### Exercise prompt
In the thread below on the metric for homeomorphisms of a compact space, write out verbatim the passage from "Let $(K,d)$ a" up to and including "help is appreciated.".

0

Let $(K,d)$ a compact metric space and $Hom(K)$ denotes the set of all homeomorphisms on $K$. Define a map $\rho:Hom(K) \times Hom(K) \rightarrow \mathbb{R}$ by

$$\rho(\phi_1,\phi_2)=sup\{d(\phi_1(x),\phi_2(x)),d(\phi_1^{-1}(x),\phi_2^{-1}(x))\mid x\in K\}.$$

I want to show that $\rho$ is a metric on $Hom(K)$. I have proved all the conditions except the triangle inequality. Any help is appreciated.

LoveMath
  • 109

1 Answers1

1

For any $\varepsilon>0$, according to the definition of the supremum, there exists $x_0\in K$, such that $$\rho(\phi_1,\phi_3)\leq d(\phi_1(x_0),\phi_3(x_0))+\varepsilon\quad {\rm or} \quad\rho(\phi_1,\phi_3)\leq d(\phi_1^{-1}(x_0),\phi_3^{-1}(x_0))+\varepsilon.$$ Therefore, \begin{equation*} \begin{aligned} \rho(\phi_1,\phi_3)&\leq d(\phi_1(x_0),\phi_3(x_0))+\varepsilon\\ &\leq d(\phi_1(x_0),\phi_2(x_0))+d(\phi_2(x_0),\phi_3(x_0))+\varepsilon\\ &\leq \rho(\phi_1,\phi_2)+\rho(\phi_2,\phi_3)+\varepsilon. \end{aligned} \end{equation*} or \begin{equation*} \begin{aligned} \rho(\phi_1,\phi_3)&\leq d(\phi_1^{-1}(x_0),\phi_3^{-1}(x_0))+\varepsilon\\ &\leq d(\phi_1^{-1}(x_0),\phi_2^{-1}(x_0))+d(\phi_2^{-1}(x_0),\phi_3^{-1}(x_0))+\varepsilon\\ &\leq \rho(\phi_1,\phi_2)+\rho(\phi_2,\phi_3)+\varepsilon. \end{aligned} \end{equation*} Because of the arbitrariness of $\varepsilon$, we obtain the triangle inequality.

### Supplied material
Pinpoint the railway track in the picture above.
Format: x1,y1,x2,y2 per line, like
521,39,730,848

### Reply to the task
Let $(K,d)$ a compact metric space and $Hom(K)$ denotes the set of all homeomorphisms on $K$. Define a map $\rho:Hom(K) \times Hom(K) \rightarrow \mathbb{R}$ by

$$\rho(\phi_1,\phi_2)=sup\{d(\phi_1(x),\phi_2(x)),d(\phi_1^{-1}(x),\phi_2^{-1}(x))\mid x\in K\}.$$

I want to show that $\rho$ is a metric on $Hom(K)$. I have proved all the conditions except the triangle inequality. Any help is appreciated.